• _Task_:
Decide whether each statement below, marked (a), (b), and (c), agrees with the passage on hiring procedures for Exam 6019. Answer yes or no for each, and quote the deciding words from the passage.

(a) Under the first illustration, the academy class of 300 would include 21 candidates who took the EMT promotional exam or who are on a special military eligibility list.
(b) The rescoring procedure is an adequate interim hiring measure.
(c) The entire 6019 applicant pool was 17.6% black.

• _Text provided_:
As the United States points out, this selection method does not comply with Title VII, because it does not eliminate the discriminatory effects of the City's test-scoring practices. (See USA Response (Docket Entry # 526) 5-8.) As described fully in footnote 7 above, the court's remedial duty is to ensure that the manner in which the City uses candidates' Exam 6019 test scores does not disparately impact candidates on the basis of race. The racial composition of the pool of candidates that emerges after the application of any remedial "scoring" system that the City uses — whether that system involves random selection or rescoring a subset of the exam questions — must reflect the racial composition of the entire applicant pool, prior to the application of bonus points. The United States' submissions demonstrate, however, that rescoring the exam in the manner that the parties discussed will have a statistically significant disparate impact on black and Hispanic candidates. (See id. 5-8 Att. B.) The rescoring procedure relies on the addition of bonus points to candidates' scores to create a Representative Pool, and therefore does not eliminate the disparate impact of the exam itself. Therefore, the rescoring procedure is not an adequate interim hiring measure.

B. "Applicant Flow" Procedures

The Special Master reports that, "[u]nder an applicant flow procedure, suggested by Plaintiff and Plaintiffs-Intervenors, the City would hire (using any criteria desired by the City) a class with racial demographics that reflect those of the applicant pool. Accordingly, the City would be required to hire in proportion to the racial and ethnic representation of the applicant pool for Exam 6019." (Hiring Report 9.) The plaintiffs offered several illustrations of how such a procedure might work.

1. Proposal # 4: Class of 300 Candidates

With respect to the first applicant flow proposal, the Special Master reports as follows:

Under the first illustration, the City would hire an academy class of 300, comprising 279 candidates from the 6019 eligibility list and 21 candidates who took the EMT promotional exam or who are on a special military eligibility list. In this scenario, the 279 candidates from the 6019 eligibility list would be 60.5% white, 17.6% black, 18.6% Hispanic, 2.2% Asian, and 1% unknown. (The entire 6019 applicant pool was 60.7% white, 17.4% black, 18.4% Hispanic, 2.1% Asian, 0.2% Native American, and 1.2% unknown.) These 279 candidates would include 169 of approximately 231 white [Qualified] Candidates and all of approximately 60 nonwhite [Qualified] Candidates (22 black, 33 Hispanic and 5 Asian). The remaining 50 spots in the class of 300 would be filled by 50 additional non-white candidates (27 black, 19 Hispanic, 1 Asian, and 3 other). Plaintiffs estimate (based on assumed drop-out rates) that in order to identify these additional candidates, the City would need to: ( i) complete processing for 37 black candidates, 46 Hispanic candidates, and 3 Asian candidates whom the City has already begun to process, and ( ii) process as many as 42 additional black candidates and 10 additional candidates in the "other" category.

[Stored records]
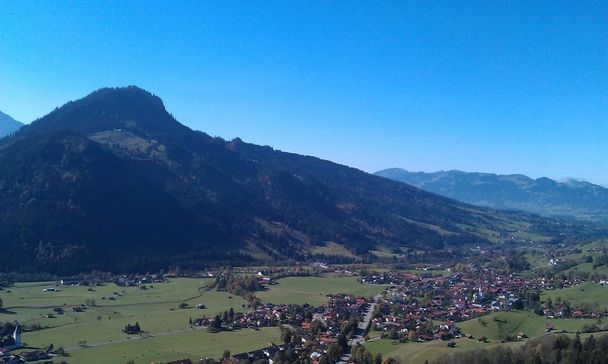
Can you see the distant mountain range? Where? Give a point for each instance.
(571, 199)
(113, 182)
(8, 125)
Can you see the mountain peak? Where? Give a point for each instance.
(130, 108)
(8, 125)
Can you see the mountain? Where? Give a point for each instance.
(8, 125)
(113, 182)
(570, 199)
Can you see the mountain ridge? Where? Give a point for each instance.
(579, 200)
(113, 182)
(8, 125)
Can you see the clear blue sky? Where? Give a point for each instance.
(493, 86)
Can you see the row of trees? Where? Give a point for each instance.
(551, 349)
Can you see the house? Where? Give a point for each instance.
(35, 355)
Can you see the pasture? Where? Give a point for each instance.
(495, 327)
(109, 308)
(587, 293)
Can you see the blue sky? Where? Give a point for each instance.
(492, 86)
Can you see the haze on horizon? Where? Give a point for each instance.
(499, 88)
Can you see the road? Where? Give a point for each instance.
(361, 329)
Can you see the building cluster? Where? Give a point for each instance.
(308, 332)
(422, 308)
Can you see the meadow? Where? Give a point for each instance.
(495, 327)
(586, 293)
(95, 335)
(167, 332)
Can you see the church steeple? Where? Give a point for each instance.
(17, 336)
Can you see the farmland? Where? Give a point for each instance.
(167, 333)
(495, 327)
(95, 335)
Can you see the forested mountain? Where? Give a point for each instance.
(8, 125)
(570, 199)
(113, 182)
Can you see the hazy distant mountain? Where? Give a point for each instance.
(114, 182)
(8, 125)
(567, 199)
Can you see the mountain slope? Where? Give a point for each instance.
(8, 125)
(571, 199)
(114, 182)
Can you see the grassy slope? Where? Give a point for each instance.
(156, 310)
(495, 330)
(585, 293)
(193, 345)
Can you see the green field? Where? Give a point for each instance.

• _Output_:
(a) Yes: "the City would hire an academy class of 300, comprising 279 candidates from the 6019 eligibility list and 21 candidates who took the EMT promotional exam or who are on a special military eligibility list."
(b) No: "Therefore, the rescoring procedure is not an adequate interim hiring measure."
(c) No: "The entire 6019 applicant pool was 60.7% white, 17.4% black"